▸ **WHAT IS REQUIRED**: Omit the pictures from the listing below and print every remaining entry verbatim.

=== PROVIDED RECORDS ===

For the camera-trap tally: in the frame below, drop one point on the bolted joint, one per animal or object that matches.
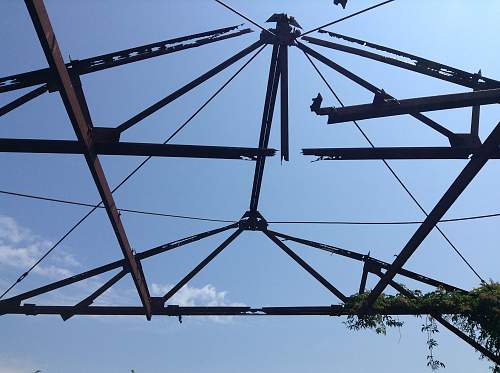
(464, 140)
(157, 304)
(252, 221)
(105, 134)
(285, 33)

===

▸ **RESULT**:
For the camera-trap tally: in the frame below, drop one point on the bolted joint, one per animal or object that matches.
(464, 140)
(157, 304)
(252, 221)
(105, 134)
(285, 33)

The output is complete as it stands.